You place your order with Vigsittaboot—25 minutes, he says—and plop yourself onto the stool beside the counter. When the couple departs with their takeout, you take one of the chairs.
Smells waft into the tiny, low-slung room—Thai bird chilis making contact with peanut oil, holy basil leaves sizzling away, whiffs of ginger and garlic. You distract yourself for a half-hour by leafing through a paperback copy of The Dhammapada. Another customer walks in, jingling the wind chimes. The sound alerts Vigsittaboot, who emerges from the kitchen with that customer’s takeout bundle.
“OK,” says the chef, looking in your direction. “Now I start on your order.”
You return to the sacred teachings of the text, trying to follow its prescriptions for tranquility and inner peace, even as you find yourself becoming more impatient by the minute.
As The Dhammapada teaches, harmony in all things: What makes Thai X-ing so frustrating is also what makes it so worthwhile.
Vigsittaboot’s inability to multitask in the manner of a veteran short-order chef pays off handsomely in his undivided concentration on your order. When he’s making your food, he’s not generally doing anything else. And from prep to saucing, his are the only hands involved. Not all of his dishes sing (stir-frys, the epitome of quick, intensive cooking, are a flat note), but all of them cohere.
In his free time, Vigsittaboot makes art, some of which is on display in the waiting room—colorful, finely wrought mixed-media sculptures that reward the attentive viewer with a wealth of detail. So it goes with his cooking. Leaves of fresh mint are a smart touch in the nam tok, perfuming the cold slices of beef and playing against the tart lime marinade. Crisp green beans offset the richness of the pork ribs in green curry and—like a complementary accent in a room—pick up the color of the sauce. Ka prow, too frequently a chicken-dominated dish, becomes here an intriguing and delicious showcase for the way black mushrooms (chewy, earthy) work with and against thin, long slices of ginger (crunchy, aromatic). And larb gai, that light, lively appetizer salad, not only is mouth-puckeringly bright (credit a few extra shots of fish sauce and lemon juice) but also benefits from ground chicken that isn’t overcooked.

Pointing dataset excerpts
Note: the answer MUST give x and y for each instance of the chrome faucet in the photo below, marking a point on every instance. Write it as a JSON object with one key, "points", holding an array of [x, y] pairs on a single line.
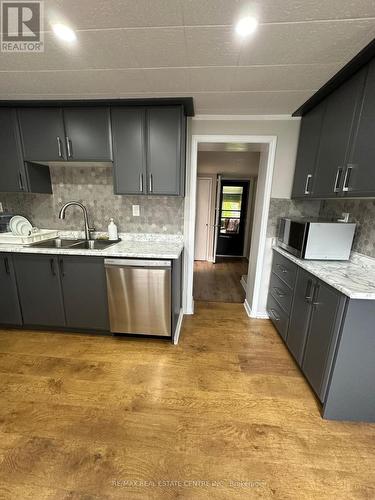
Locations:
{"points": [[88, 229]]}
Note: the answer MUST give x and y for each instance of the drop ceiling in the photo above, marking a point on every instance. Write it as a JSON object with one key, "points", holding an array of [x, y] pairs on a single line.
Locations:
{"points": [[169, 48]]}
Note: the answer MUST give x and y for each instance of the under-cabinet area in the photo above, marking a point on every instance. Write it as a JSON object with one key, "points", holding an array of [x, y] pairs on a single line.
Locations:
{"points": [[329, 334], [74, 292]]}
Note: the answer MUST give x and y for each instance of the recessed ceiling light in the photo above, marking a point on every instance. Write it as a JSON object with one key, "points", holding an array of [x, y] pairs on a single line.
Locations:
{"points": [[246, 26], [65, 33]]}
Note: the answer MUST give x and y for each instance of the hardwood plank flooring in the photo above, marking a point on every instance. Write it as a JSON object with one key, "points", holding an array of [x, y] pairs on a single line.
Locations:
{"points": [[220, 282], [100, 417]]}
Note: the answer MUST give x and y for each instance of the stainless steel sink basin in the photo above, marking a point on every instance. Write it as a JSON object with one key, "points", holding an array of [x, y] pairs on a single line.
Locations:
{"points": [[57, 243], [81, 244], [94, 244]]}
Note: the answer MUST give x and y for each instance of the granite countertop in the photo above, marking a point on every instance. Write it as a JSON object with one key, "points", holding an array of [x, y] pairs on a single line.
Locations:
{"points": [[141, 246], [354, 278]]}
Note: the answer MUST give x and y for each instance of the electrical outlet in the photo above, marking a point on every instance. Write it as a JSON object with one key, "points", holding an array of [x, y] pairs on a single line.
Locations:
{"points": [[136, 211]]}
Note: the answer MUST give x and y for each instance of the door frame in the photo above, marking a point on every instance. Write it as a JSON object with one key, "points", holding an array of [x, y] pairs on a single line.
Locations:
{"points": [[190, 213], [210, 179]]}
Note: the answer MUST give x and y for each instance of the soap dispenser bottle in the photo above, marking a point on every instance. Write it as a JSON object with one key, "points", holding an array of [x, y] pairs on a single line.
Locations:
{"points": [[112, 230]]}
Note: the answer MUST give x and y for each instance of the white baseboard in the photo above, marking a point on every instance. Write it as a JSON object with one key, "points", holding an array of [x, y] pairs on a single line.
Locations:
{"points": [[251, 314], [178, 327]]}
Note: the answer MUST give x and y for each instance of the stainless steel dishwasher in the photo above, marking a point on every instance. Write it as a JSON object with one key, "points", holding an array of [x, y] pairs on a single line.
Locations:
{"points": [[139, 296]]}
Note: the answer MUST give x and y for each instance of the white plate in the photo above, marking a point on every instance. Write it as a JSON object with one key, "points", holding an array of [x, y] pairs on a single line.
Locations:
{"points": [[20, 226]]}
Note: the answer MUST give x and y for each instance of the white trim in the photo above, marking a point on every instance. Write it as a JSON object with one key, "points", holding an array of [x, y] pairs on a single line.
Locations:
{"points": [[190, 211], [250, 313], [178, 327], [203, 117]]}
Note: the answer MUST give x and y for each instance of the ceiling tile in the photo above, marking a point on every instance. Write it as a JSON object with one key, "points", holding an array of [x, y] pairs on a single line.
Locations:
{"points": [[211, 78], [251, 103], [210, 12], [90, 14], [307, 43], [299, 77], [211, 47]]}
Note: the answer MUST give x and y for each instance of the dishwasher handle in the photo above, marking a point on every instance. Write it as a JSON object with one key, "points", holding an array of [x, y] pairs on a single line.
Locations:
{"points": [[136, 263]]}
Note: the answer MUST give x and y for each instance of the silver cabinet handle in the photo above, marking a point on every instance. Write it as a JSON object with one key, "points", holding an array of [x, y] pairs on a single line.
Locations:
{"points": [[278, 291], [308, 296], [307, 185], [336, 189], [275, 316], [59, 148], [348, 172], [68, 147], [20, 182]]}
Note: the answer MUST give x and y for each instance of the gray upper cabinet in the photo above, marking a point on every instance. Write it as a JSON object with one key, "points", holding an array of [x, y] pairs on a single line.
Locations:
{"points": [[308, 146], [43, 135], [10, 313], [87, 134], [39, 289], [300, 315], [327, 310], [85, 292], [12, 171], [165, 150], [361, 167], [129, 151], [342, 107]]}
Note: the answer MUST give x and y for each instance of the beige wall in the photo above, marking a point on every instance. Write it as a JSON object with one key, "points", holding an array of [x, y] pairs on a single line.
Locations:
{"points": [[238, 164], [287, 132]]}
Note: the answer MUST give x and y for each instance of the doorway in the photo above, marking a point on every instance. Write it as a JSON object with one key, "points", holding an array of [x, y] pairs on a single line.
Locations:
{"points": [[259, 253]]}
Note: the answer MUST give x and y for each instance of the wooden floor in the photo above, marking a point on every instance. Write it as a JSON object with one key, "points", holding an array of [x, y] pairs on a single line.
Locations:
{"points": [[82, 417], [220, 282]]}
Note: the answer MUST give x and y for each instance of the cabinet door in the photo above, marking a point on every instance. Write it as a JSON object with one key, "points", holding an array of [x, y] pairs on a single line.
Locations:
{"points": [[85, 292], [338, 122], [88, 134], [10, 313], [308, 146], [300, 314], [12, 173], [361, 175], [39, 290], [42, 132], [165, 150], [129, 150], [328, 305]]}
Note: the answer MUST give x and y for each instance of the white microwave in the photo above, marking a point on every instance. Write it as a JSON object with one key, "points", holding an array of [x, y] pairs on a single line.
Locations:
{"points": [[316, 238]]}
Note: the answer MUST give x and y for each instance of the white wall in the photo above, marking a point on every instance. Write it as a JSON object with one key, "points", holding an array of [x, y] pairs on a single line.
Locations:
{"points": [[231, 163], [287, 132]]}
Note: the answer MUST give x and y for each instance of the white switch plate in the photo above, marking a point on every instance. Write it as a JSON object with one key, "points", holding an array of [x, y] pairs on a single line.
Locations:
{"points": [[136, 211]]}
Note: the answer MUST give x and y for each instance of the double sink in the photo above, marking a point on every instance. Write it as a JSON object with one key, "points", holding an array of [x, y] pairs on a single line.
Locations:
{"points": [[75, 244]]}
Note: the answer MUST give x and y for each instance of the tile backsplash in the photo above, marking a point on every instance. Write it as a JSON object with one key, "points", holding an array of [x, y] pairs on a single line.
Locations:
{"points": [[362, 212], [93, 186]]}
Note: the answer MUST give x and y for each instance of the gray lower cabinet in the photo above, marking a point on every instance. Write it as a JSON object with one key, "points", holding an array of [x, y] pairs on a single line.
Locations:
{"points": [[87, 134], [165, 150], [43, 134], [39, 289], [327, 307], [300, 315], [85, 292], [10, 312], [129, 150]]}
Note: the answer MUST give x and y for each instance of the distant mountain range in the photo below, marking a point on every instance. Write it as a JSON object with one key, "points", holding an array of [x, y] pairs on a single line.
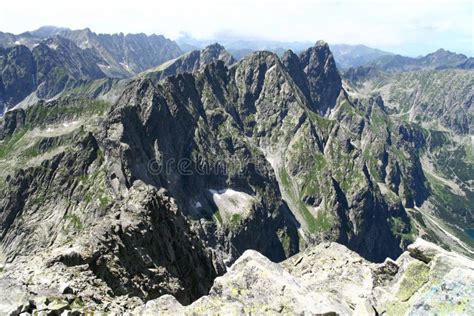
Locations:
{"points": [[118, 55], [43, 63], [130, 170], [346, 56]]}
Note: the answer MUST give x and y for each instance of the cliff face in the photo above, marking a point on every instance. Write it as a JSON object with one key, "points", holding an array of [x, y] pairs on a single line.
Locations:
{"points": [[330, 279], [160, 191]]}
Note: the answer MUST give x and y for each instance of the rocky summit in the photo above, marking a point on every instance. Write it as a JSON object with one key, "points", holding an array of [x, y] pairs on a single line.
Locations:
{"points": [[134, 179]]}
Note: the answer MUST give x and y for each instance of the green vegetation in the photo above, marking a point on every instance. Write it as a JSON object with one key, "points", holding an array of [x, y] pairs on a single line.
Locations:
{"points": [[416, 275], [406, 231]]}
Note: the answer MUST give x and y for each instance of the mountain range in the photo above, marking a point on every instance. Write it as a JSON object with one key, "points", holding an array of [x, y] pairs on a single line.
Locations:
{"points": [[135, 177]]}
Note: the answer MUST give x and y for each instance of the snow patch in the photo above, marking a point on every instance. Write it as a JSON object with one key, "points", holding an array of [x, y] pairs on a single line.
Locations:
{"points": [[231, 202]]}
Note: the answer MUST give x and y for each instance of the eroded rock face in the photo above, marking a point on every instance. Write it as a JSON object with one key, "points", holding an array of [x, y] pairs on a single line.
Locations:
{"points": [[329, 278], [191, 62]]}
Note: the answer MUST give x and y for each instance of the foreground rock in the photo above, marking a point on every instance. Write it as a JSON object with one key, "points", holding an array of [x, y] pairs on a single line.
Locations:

# [Exercise instructions]
- 1) Reproduce the Thai X-ing passage word for word, from "As The Dhammapada" to "of them cohere.".
- 2) Count the lines in the records that contain the string "dishwasher", matching case exactly, and give only the number.

# [Task responses]
- 1)
As The Dhammapada teaches, harmony in all things: What makes Thai X-ing so frustrating is also what makes it so worthwhile.
Vigsittaboot’s inability to multitask in the manner of a veteran short-order chef pays off handsomely in his undivided concentration on your order. When he’s making your food, he’s not generally doing anything else. And from prep to saucing, his are the only hands involved. Not all of his dishes sing (stir-frys, the epitome of quick, intensive cooking, are a flat note), but all of them cohere.

- 2) 2